Task instructions:
From the line that holds "the office building" to the last line of the data, copy everything exactly; leave out all the rest.

---------- Record set ----------

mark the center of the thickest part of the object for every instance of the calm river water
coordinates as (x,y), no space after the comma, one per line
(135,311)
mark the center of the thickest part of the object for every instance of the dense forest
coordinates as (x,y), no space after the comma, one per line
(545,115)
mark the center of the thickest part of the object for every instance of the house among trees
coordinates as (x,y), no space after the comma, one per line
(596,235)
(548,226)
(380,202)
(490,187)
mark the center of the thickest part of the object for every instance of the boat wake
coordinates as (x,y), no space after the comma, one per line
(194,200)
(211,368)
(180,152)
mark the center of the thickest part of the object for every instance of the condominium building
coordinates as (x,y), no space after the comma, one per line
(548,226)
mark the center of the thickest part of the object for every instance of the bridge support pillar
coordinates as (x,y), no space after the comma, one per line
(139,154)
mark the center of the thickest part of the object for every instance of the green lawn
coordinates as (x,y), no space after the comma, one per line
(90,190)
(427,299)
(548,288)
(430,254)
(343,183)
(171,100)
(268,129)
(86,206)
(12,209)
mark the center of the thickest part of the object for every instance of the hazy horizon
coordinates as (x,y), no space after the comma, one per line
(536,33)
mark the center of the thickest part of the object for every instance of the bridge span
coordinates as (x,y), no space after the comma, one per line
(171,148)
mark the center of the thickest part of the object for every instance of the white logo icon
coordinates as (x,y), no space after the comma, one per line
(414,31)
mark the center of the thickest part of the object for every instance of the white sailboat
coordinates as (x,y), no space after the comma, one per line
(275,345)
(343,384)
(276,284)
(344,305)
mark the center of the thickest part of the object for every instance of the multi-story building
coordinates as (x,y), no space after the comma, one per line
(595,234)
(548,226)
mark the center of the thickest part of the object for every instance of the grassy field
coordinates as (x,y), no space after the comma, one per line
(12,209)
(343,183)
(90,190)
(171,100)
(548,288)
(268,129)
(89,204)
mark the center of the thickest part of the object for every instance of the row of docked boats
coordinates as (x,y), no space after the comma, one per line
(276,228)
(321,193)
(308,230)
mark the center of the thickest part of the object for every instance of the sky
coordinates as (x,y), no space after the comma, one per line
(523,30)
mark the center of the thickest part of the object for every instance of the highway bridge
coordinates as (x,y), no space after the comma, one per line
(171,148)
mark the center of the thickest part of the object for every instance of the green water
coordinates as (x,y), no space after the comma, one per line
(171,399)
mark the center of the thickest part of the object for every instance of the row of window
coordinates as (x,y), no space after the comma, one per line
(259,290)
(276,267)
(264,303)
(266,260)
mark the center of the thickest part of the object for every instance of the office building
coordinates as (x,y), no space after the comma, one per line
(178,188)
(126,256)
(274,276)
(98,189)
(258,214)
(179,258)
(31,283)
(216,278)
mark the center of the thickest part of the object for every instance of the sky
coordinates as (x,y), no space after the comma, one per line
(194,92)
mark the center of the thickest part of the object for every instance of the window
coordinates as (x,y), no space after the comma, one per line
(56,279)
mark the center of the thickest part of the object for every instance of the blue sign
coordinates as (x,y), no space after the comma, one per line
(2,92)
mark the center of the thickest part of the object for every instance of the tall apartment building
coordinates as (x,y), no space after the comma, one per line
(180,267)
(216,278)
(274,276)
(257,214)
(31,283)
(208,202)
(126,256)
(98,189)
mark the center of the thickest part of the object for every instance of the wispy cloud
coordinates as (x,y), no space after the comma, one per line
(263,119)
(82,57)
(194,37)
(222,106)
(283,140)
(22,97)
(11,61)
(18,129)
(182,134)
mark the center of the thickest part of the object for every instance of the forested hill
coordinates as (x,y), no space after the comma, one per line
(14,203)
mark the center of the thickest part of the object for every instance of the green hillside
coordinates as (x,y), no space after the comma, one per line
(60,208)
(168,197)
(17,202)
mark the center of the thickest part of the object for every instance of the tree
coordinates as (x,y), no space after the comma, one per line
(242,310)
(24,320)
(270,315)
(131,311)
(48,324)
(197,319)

----------

The result:
mark the center of the thickest part of the object for every instance of the office building
coordinates as (x,y), no space after the comma, one per line
(178,188)
(126,256)
(274,276)
(98,189)
(258,214)
(179,258)
(31,283)
(216,278)
mark the center of the thickest part of the object for every instance of the sky
coordinates as (x,y), no space after the comma, one per line
(194,92)
mark the center of the thickest part of the object for every instance of the window
coordinates as (x,y), no space after the comma, one per line
(56,279)
mark the center of the thickest part of the object for every instance of the blue sign
coordinates as (x,y), no space after the comma, one per line
(2,92)
mark the center of the thickest part of the object for every instance of the tall apartment building
coordinates as (x,y), no space after the comma, one per line
(180,267)
(216,278)
(274,276)
(257,214)
(31,283)
(208,202)
(126,256)
(98,189)
mark the center of the thickest part of the object for every instance of the wispy cloud
coordinates as (x,y), no space after the comma, one per line
(263,119)
(82,57)
(194,37)
(222,106)
(283,140)
(22,97)
(11,61)
(18,129)
(182,134)
mark the center of the thickest part of the object for every instance of the forested hill
coordinates as (x,y), no space after the comma, one per line
(14,203)
mark the center of the thickest part of the object for every instance of the green hillside
coordinates as (x,y), no space after the comma, one per line
(60,208)
(168,197)
(17,202)
mark the center of the thickest part of the object for every instance of the tree
coordinates as (x,y), no space after the comma, one per line
(242,310)
(24,320)
(270,315)
(131,311)
(48,324)
(197,319)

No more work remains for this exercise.